> [TO DO]: Repeat all of the entries, please, keeping each line exact.

((

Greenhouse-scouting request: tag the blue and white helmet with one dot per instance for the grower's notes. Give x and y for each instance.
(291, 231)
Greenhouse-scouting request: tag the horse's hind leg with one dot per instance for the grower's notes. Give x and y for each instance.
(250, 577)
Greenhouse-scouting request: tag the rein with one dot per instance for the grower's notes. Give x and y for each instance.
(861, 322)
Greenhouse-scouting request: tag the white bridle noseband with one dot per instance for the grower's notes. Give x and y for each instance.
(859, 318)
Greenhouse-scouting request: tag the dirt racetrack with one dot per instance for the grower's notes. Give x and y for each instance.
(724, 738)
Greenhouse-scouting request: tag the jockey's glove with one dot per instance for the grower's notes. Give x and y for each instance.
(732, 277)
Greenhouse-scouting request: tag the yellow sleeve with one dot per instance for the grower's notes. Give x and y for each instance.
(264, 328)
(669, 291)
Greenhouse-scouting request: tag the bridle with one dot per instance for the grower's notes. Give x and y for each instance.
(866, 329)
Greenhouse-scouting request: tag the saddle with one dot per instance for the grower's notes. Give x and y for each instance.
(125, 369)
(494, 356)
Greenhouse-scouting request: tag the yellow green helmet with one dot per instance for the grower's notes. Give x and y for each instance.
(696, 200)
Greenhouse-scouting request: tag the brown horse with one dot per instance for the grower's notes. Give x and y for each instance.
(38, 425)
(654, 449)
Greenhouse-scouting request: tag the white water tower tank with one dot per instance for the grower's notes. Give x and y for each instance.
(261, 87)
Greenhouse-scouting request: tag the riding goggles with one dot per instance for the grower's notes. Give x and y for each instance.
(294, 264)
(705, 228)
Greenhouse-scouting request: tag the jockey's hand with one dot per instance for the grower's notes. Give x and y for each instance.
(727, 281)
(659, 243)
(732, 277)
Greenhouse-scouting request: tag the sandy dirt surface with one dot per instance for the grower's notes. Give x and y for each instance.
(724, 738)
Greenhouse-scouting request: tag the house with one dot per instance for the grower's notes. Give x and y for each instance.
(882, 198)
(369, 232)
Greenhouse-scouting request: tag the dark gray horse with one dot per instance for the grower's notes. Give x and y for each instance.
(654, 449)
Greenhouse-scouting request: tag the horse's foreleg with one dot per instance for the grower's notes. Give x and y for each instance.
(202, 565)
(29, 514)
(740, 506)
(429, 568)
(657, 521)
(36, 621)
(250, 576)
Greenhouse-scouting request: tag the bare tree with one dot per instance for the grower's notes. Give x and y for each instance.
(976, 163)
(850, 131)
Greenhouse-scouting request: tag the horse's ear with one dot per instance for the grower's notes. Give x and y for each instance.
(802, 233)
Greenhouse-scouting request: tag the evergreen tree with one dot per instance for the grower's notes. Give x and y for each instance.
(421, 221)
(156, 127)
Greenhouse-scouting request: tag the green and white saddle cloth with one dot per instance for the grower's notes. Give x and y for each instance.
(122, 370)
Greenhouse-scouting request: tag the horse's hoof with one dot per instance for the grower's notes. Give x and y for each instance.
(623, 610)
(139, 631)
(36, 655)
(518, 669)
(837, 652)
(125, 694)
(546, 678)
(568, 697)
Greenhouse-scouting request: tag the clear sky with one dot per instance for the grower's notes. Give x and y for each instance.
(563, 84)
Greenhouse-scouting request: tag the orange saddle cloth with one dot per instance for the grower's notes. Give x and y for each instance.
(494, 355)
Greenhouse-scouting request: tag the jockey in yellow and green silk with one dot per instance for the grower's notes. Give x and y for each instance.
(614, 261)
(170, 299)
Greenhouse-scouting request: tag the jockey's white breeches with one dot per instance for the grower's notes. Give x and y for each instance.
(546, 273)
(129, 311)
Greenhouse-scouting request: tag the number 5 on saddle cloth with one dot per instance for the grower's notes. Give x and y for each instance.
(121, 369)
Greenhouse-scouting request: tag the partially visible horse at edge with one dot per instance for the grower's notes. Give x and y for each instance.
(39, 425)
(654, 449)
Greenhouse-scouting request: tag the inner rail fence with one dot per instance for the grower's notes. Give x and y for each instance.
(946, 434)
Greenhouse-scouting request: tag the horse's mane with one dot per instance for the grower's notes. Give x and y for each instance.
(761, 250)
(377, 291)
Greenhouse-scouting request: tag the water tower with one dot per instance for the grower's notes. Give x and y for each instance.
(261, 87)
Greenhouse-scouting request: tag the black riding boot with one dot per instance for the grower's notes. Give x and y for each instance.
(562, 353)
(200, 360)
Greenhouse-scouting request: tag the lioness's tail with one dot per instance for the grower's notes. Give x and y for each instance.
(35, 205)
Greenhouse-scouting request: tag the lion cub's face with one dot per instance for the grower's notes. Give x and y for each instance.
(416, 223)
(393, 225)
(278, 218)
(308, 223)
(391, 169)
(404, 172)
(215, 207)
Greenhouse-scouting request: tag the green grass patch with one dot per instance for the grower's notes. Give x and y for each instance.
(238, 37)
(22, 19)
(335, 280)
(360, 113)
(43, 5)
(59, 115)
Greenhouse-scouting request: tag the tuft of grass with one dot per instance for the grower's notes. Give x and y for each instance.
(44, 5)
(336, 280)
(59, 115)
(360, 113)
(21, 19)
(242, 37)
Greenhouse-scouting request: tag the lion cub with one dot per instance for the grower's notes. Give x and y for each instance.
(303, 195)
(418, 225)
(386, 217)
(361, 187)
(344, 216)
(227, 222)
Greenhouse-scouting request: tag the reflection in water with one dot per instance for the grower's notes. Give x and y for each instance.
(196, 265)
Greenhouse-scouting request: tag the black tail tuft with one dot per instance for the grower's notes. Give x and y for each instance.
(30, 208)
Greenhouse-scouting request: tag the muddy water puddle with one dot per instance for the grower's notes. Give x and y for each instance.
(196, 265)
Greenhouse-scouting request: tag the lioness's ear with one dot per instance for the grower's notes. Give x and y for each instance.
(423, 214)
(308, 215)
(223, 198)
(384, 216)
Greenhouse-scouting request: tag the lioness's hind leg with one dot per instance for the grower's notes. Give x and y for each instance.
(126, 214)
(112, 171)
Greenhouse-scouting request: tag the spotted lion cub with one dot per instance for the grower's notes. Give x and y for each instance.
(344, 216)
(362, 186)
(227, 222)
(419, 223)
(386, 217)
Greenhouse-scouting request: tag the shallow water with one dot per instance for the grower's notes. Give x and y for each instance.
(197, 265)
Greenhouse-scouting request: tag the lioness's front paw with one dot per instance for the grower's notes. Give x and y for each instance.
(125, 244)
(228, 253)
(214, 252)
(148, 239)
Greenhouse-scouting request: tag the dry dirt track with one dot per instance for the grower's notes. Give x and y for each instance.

))

> [ANSWER]:
Greenhouse-scouting request: tag the blue and white helmet with one dot per instance for the grower's notes. Give x and y for each instance.
(291, 231)
Greenhouse-scouting request: tag the horse's hind leg with one dot per instance for the grower's notes. Give x and y for each instance.
(250, 577)
Greenhouse-scouting request: tag the rein with one dot per instance for the grower's notes. Give x and y for each instance.
(861, 322)
Greenhouse-scouting request: tag the white bridle noseband with one dot per instance for the grower's notes. Give x and y for each instance.
(859, 318)
Greenhouse-scouting request: tag the dirt racetrack with one dot per instance for the grower's notes. Give x and y for each instance.
(724, 738)
Greenhouse-scouting request: tag the jockey's glove with one dot per instance for the grower's notes. Give x and y for each instance.
(732, 277)
Greenhouse-scouting request: tag the yellow sleeve with one dot per instance for the grower's notes. Give x and y for each instance.
(264, 328)
(669, 291)
Greenhouse-scouting request: tag the bridle with one dot per instance for the grower's notes. Give x and y for each instance.
(866, 329)
Greenhouse-scouting request: tag the saddle with one dot per instance for the grower's notes. Give x and y for each instance.
(125, 369)
(494, 356)
Greenhouse-scouting request: tag the yellow green helmet with one dot per instance for the grower's notes. Give x and y for each instance.
(696, 200)
Greenhouse-scouting request: tag the brown horse with one dot per instance for the grower's notes. Give x and y for each instance.
(38, 425)
(654, 449)
Greenhouse-scouting request: tag the white water tower tank with one dot per instance for the grower's notes. Give x and y for each instance.
(261, 87)
Greenhouse-scouting request: tag the riding goggles with one dot per instance for the grower's notes. Give x and y for each instance.
(294, 264)
(705, 228)
Greenhouse-scouting request: tag the jockey's hand with one dot per instance for the grower's notes. Give x and y for each instance.
(727, 281)
(659, 243)
(732, 277)
Greenhouse-scouting request: tag the sandy dirt surface with one dot per instance for the grower's notes. Give x and y for each instance.
(724, 738)
Greenhouse-scouting request: tag the house with one dot per instance for the grower's notes. Give x and y for each instance.
(882, 198)
(369, 232)
Greenhouse-scouting request: tag the dark gray horse with one dot per instance for the grower's notes. Give x and y for each instance.
(654, 449)
Greenhouse-scouting request: tag the horse's foreleg with one dot per instance for the grower's notes. Give x and y for each instance.
(202, 565)
(29, 514)
(740, 506)
(429, 568)
(657, 521)
(36, 621)
(250, 576)
Greenhouse-scouting request: tag the bare tree with one dot per instance for the grower's notes. Give x and y for each instance.
(976, 163)
(850, 131)
Greenhouse-scouting request: tag the horse's ear with one dot per instance for the grower's notes. Give x and y for each instance.
(802, 233)
Greenhouse-scouting request: tag the evergreen tree with one dot per instance for the grower's notes. Give x and y for each instance.
(421, 221)
(156, 127)
Greenhouse-scouting request: tag the green and white saddle cloth with one dot per instance for the grower's notes. Give x and y for each instance.
(122, 370)
Greenhouse-scouting request: tag the horse's hoof with one dot per instance for the grower's notes. Give x and y for each instance.
(623, 610)
(139, 631)
(36, 655)
(518, 669)
(837, 652)
(125, 694)
(546, 678)
(568, 697)
Greenhouse-scouting request: tag the clear sky with one dot per instance for the grower's notes. Give x and y for each instance.
(563, 84)
Greenhouse-scouting request: tag the orange saddle cloth with one dot per instance for the grower's notes. Give x and y for each instance.
(494, 355)
Greenhouse-scouting request: tag the jockey in yellow and green silk with one dot per instance for the grower's notes. Give x and y for each instance.
(614, 261)
(170, 299)
Greenhouse-scouting request: tag the jockey's white breeches with one dot per instance for the grower's notes. Give x and y for each instance.
(546, 273)
(129, 311)
Greenhouse-scouting request: tag the number 5 on saddle cloth with one dot per instance for the grower's notes. Give x and y for each instance.
(121, 369)
Greenhouse-scouting request: tag the partially visible horse at edge with one dot per instance for the grower's notes. Give x and y for each instance.
(39, 425)
(654, 449)
Greenhouse-scouting request: tag the inner rail fence with one dot per instance for the grower's notes. Give x and y for each instance.
(946, 434)
Greenhouse-scouting request: tag the horse's mane with one dot per instance for the grower's notes. Give x and y for each instance.
(761, 250)
(377, 291)
Greenhouse-scouting request: tag the water tower with one dot per instance for the grower's notes. Give x and y for each instance.
(261, 87)
Greenhouse-scouting request: tag the black riding boot with one dot per instance for the grower's notes. Give x and y for each instance.
(562, 353)
(200, 360)
Greenhouse-scouting request: tag the lioness's tail with one dot per instance for the grower's notes. Give x and y for each instance.
(35, 205)
Greenhouse-scouting request: tag the lion cub's face with one dot per instance for the grower's notes. Give x and y for each instance.
(416, 223)
(393, 225)
(278, 218)
(308, 223)
(391, 169)
(404, 172)
(215, 207)
Greenhouse-scouting request: tag the green grass patch with one dot per instance for the grower's notes. Give x and y for each instance.
(238, 37)
(22, 19)
(335, 280)
(360, 113)
(43, 5)
(59, 115)
Greenhouse-scouting request: tag the tuft of grass with one dot per instance for the grower's notes. Give x and y for each instance.
(44, 5)
(336, 280)
(59, 115)
(360, 113)
(21, 19)
(242, 37)
Greenhouse-scouting request: tag the lion cub with one dot per instance for the grower's notes. Give x and y for each instance.
(303, 195)
(418, 225)
(386, 217)
(361, 187)
(344, 216)
(227, 222)
Greenhouse-scouting request: tag the reflection in water with one dot per instance for the grower's notes. Give x and y for each instance.
(196, 265)
Greenhouse-scouting request: tag the black tail tuft with one dot per instance for the grower's notes. Give x and y for each instance.
(30, 208)
Greenhouse-scouting request: tag the muddy water puddle with one dot per instance for the grower's notes. Give x and y for each instance.
(196, 265)
Greenhouse-scouting request: tag the lioness's ear with one dot per instance for the grower's notes. Give x and y for each instance.
(423, 214)
(308, 215)
(223, 198)
(384, 216)
Greenhouse-scouting request: tag the lioness's hind leg with one dot per instance for the grower's notes. Give x and y for each instance.
(126, 214)
(112, 171)
Greenhouse-scouting request: tag the spotted lion cub with one dot per instance for the grower's notes. Give x and y for each instance.
(344, 216)
(362, 186)
(227, 222)
(419, 223)
(386, 217)
Greenhouse-scouting request: tag the shallow water with one dot per instance for the grower's notes. Give x and y for each instance.
(197, 265)
Greenhouse-scouting request: tag the lioness's front paw with one dot per instance for the grower's notes. Give x and y for each instance.
(125, 244)
(228, 253)
(214, 252)
(148, 239)
Greenhouse-scouting request: tag the dry dirt track with one dot per instance for the grower's notes. Give x and y for each instance.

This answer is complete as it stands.